_EXTRACTED TEXT_:
== Segment start ==

This is a list of electrical phenomena. Electrical phenomena are a somewhat arbitrary division of electromagnetic phenomena.

Some examples are:

Biefeld–Brown effect — Thought by the person who coined the name, Thomas Townsend Brown, to be an anti-gravity effect, it is generally attributed to electrohydrodynamics (EHD) or sometimes electro-fluid-dynamics, a counterpart to the well-known magneto-hydrodynamics.
Bioelectrogenesis — The generation of electricity by living organisms.
Capacitive coupling — Transfer of energy within an electrical network or between distant networks by means of displacement current.
Contact electrification — The phenomenon of electrification by contact. When two objects were touched together, sometimes the objects became spontaneously charged (οne negative charge, one positive charge).
Corona effect — Build-up of charges in a high-voltage conductor (common in AC transmission lines), which ionizes the air and produces visible light, usually purple.
Dielectric polarization — Orientation of charges in certain insulators inside an external static electric field, such as when a charged object is brought close, which produces an electric field inside the insulator.
Direct Current  — (old: Galvanic Current)  or "continuous current"; The continuous flow of electricity through a conductor such as a wire from high to low potential.
Electromagnetic induction — Production of a voltage by a time-varying magnetic flux.
Electroluminescence — The phenomenon wherein a material emits light in response to an electric current passed through it, or to a strong electric field.
Electrostatic induction — Redistribution of charges in a conductor inside an external static electric field, such as when a charged object is brought close.
Electrical conduction — The movement of electrically charged particles through transmission medium.
Electric shock — Physiological reaction of a biological organism to the passage of electric current through its body.
Ferranti effect — A rise in the amplitude of the AC voltage at the receiving end of a transmission line, compared with the sending-end voltage, due to the capacitance between the conductors, when the receiving end is open-circuited.
Ferroelectric effect — The phenomenon whereby certain ionic crystals may exhibit a spontaneous dipole moment.
Hall effect — Separation of charges in a current-carrying conductor inside an external magnetic field, which produces a voltage across the conductor.
Inductance  —  The phenomenon whereby the property of a circuit by which energy is stored in the form of an electromagnetic field.
Induction heating — Heat produced in a conductor when eddy currents pass through it.
Joule heating — Heat produced in a conductor when charges move through it, such as in resistors and wires.

== Segment end ==

_REQUIREMENT A_:
Answer these questions from the list of electrical phenomena:
(i) Who coined the name of the Biefeld–Brown effect?
(ii) What color is the visible light produced by the corona effect usually?
(iii) What is the old name given for direct current?
_REQUIREMENT B_:
Please echo the passage of the list of electrical phenomena starting with "Ferranti effect —" and going on through "end is open-circuited.", without changing anything.
_REQUIREMENT C_:
Carry on the list of electrical phenomena after its last entry, adding new entries in the same format.

_PROVIDED INFORMATION_:

== Segment start ==

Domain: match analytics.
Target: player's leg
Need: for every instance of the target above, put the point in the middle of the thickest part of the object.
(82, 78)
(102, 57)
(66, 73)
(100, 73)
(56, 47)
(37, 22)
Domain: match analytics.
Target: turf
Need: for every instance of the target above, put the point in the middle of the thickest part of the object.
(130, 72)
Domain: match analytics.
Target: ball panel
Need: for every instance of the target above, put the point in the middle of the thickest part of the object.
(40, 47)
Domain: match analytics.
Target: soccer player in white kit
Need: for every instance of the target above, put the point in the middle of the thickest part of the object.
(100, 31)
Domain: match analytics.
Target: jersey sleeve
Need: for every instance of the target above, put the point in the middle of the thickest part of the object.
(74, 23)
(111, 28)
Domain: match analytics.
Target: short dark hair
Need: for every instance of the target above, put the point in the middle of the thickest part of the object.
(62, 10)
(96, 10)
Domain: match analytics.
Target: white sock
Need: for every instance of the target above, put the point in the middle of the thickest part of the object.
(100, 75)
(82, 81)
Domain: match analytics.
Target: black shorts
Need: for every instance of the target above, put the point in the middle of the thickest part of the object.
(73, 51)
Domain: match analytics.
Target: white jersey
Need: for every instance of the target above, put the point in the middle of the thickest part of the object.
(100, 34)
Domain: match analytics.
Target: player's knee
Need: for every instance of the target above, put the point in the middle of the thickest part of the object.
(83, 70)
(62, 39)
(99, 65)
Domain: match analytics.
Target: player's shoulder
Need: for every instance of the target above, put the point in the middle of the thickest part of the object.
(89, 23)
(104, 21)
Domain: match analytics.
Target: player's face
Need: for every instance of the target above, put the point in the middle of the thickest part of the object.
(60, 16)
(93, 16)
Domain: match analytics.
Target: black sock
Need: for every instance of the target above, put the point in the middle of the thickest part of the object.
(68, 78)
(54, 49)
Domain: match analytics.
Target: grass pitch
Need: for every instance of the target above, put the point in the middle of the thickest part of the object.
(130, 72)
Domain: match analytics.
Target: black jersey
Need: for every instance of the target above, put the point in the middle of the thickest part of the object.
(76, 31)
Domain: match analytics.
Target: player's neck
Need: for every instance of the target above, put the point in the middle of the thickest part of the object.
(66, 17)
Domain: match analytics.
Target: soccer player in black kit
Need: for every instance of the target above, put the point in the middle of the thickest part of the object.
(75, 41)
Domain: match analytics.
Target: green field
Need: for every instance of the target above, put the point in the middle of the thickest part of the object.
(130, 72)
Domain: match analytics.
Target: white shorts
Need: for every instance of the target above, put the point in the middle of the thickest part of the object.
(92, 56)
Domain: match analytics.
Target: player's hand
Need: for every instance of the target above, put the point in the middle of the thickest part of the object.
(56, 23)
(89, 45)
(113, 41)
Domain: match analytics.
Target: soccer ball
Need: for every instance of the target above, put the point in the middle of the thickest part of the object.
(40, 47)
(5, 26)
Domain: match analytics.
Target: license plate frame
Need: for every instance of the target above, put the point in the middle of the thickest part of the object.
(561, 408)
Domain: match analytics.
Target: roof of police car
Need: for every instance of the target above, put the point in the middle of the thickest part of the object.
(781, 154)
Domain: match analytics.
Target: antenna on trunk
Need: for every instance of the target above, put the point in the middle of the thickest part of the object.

== Segment end ==

_EXERCISE ANSWER A_:
(i) Thomas Townsend Brown
(ii) Purple
(iii) Galvanic Current

_EXERCISE ANSWER B_:
Ferranti effect — A rise in the amplitude of the AC voltage at the receiving end of a transmission line, compared with the sending-end voltage, due to the capacitance between the conductors, when the receiving end is open-circuited.

_EXERCISE ANSWER C_:
Lightning —  powerful natural electrostatic discharge produced during a thunderstorm. Lightning's abrupt electric discharge is accompanied by the emission of light.
Noise and electromagnetic interference — Unwanted and usually random disturbance in an electrical signal. A Faraday cage can be used to attenuate electromagnetic fields, even to avoid the discharge from a Tesla coil.
Photoconductivity —  The phenomenon in which a material becomes more conductive due to the absorption of electro-magnetic radiation such as visible light, ultraviolet light, or gamma radiation.
Photoelectric effect —  Emission of electrons from a surface (usually metallic) upon exposure to, and absorption of, electromagnetic radiation (such as visible light and ultraviolet radiation).
Photovoltaic effect — Production of a voltage by light exposure.
Piezoelectric effect — Ability of certain crystals to generate a voltage in response to applied mechanical stress.
Plasma — Plasma occur when gas is heated to very high temperatures and it disassociates into positive and negative charges.
Proximity effect — Redistribution of charge flow in a conductor carrying alternating current when there are other nearby current-carrying conductors.
Pyroelectric effect — The potential created in certain materials when they are heated.
Redox  — (short for reduction-oxidation reaction) A chemical reaction in which the oxidation states of atoms are changed. 
Skin effect — Tendency of charges to distribute at the surface of a conductor, when an alternating current passes through it.
Static electricity  —  Class of phenomena involving the imbalanced charge present on an object, typically referring to charge with voltages of sufficient magnitude to produce visible attraction (e.g., static cling), repulsion, and sparks.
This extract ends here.